* [Aim of the exercise]: Reproduce the section of the listing that begins at the line containing "Your job is" and finishes at the line containing "box: [262, 267, 328, 338]". Include both end lines and nothing beyond them.

* [Data records]:

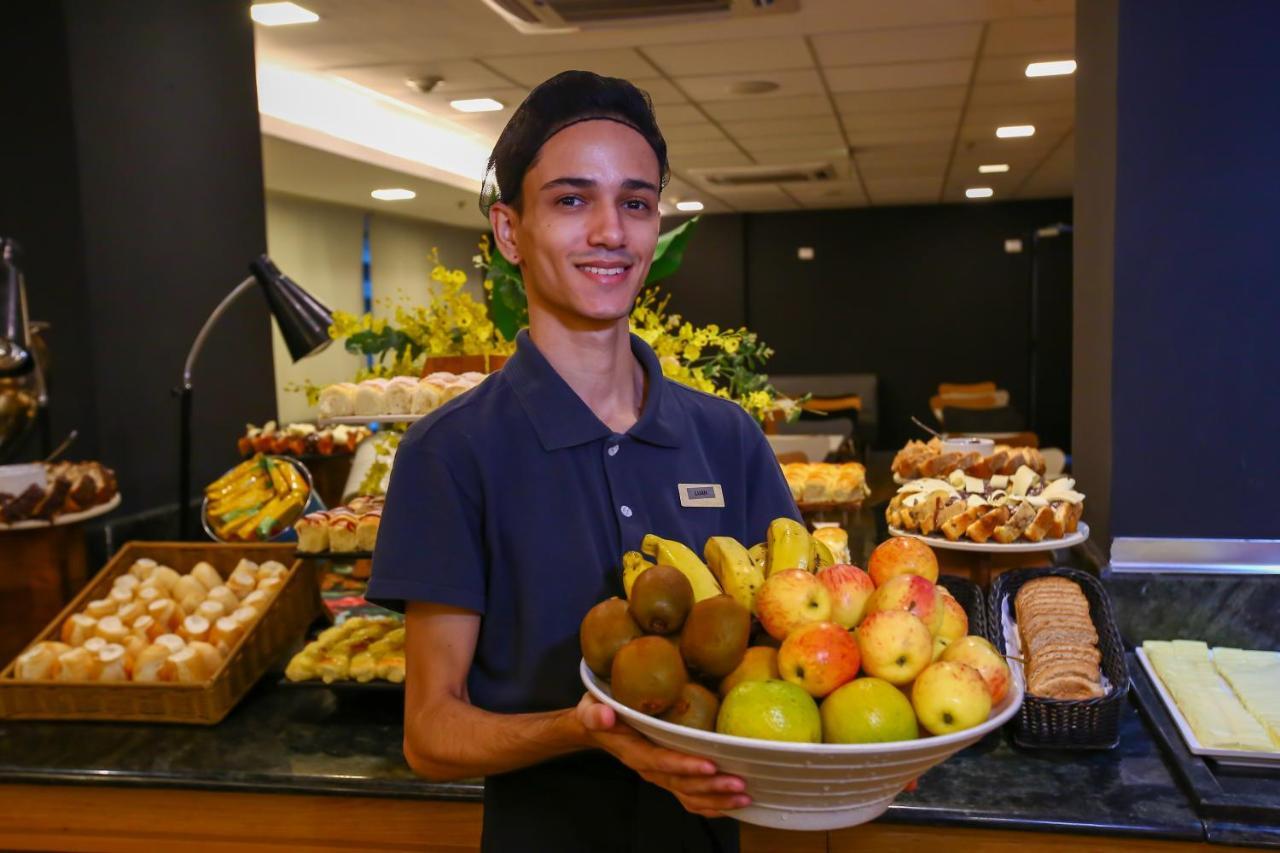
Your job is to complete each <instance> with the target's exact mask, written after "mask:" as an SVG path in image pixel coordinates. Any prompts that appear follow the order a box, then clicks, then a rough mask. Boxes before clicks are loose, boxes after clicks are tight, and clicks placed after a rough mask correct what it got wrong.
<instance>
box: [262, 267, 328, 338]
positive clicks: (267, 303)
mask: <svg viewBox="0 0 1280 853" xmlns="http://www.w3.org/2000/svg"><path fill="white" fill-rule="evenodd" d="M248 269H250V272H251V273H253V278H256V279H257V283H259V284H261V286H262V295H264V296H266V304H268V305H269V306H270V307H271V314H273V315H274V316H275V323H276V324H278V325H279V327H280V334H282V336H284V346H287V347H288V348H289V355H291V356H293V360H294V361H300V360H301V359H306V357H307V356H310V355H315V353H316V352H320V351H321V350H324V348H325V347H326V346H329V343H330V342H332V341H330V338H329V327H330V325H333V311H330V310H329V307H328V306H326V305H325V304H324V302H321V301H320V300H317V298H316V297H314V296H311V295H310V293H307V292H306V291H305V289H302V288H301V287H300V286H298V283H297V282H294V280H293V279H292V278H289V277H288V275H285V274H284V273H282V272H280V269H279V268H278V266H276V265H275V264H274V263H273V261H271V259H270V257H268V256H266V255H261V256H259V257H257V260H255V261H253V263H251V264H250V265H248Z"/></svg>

* * *

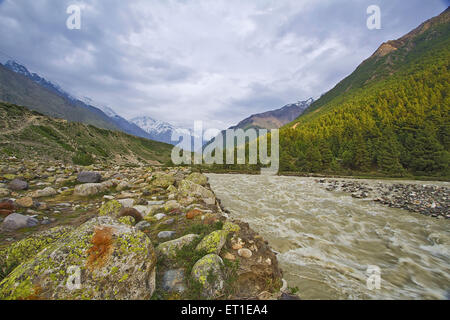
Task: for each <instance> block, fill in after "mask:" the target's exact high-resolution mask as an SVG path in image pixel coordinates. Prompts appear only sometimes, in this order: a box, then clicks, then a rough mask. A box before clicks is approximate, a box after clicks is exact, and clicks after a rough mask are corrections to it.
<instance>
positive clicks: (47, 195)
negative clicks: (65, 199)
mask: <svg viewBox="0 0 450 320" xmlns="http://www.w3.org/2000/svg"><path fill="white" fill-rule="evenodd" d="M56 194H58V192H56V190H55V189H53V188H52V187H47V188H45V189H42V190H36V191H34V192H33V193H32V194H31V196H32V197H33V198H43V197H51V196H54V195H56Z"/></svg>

* * *

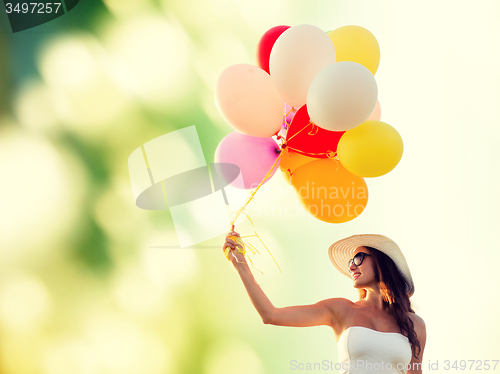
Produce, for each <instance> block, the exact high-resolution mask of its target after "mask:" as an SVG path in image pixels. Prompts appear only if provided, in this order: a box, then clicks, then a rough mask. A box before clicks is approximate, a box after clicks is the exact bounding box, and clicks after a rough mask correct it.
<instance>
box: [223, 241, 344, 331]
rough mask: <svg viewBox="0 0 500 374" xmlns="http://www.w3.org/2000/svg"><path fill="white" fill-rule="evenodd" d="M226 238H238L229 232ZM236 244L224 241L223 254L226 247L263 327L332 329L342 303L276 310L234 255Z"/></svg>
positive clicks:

* [Output below]:
Your job is to complete each <instance> with the target's exact mask, written after "mask:" as an SVG path in image pixel coordinates. Any prompts that appear follow the order a box, then clicks, then a rough mask. Boxes before clicks are loose, boxes after clicks are tight, and clicks placed after a rough mask correct what it got wrong.
<instance>
box: [262, 267, 328, 338]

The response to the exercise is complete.